↓
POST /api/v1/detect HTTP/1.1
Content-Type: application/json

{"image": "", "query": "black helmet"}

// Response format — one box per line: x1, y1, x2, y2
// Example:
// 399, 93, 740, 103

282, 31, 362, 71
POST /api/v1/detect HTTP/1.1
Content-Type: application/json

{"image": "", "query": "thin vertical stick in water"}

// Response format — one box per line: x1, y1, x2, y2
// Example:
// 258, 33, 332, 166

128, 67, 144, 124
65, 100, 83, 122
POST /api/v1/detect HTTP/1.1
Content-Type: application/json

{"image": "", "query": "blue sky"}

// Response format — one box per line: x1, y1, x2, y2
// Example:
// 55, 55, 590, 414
↑
↓
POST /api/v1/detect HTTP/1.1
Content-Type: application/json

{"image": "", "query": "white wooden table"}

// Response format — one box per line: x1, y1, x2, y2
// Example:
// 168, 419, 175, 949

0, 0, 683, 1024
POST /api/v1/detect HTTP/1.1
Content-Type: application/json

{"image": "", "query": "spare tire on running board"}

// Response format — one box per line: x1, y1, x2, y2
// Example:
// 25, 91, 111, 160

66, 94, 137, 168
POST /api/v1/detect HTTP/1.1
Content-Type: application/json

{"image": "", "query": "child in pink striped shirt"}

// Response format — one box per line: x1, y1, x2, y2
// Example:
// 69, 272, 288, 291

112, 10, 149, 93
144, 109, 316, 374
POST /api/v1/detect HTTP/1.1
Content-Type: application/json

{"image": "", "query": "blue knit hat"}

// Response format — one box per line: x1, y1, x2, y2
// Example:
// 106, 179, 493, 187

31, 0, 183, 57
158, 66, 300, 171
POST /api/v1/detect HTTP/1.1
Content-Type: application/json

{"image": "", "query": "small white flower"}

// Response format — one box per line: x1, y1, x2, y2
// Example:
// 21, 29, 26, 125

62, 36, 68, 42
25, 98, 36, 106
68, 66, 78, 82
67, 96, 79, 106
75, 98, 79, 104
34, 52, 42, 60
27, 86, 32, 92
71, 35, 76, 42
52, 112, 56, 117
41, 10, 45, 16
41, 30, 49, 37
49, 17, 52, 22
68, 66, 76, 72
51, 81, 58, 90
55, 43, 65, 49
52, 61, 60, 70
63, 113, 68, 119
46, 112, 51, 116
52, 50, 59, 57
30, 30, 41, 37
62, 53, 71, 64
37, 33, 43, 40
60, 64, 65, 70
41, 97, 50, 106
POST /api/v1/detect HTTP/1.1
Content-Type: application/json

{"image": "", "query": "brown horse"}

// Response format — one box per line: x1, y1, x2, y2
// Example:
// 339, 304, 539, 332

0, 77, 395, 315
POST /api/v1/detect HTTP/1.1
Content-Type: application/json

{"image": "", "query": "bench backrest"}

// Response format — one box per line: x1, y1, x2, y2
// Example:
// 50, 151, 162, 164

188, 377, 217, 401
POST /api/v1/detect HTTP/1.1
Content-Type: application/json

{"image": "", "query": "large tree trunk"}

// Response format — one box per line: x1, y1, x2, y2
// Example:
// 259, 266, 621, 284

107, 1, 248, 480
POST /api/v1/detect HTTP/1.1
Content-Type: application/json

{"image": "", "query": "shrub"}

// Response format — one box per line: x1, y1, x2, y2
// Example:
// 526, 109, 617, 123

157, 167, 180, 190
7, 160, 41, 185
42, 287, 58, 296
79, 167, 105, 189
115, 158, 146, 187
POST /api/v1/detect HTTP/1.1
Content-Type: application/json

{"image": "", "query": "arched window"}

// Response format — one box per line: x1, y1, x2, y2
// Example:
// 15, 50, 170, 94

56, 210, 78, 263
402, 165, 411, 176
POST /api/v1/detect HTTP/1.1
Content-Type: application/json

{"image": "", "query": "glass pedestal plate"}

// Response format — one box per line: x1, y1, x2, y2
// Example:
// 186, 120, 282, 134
↑
- **Short problem**:
Find every line of the records that contains the word "blue", and copy each such line.

- **Result for this task**:
{"image": "", "query": "blue sky"}
{"image": "", "query": "blue knit hat"}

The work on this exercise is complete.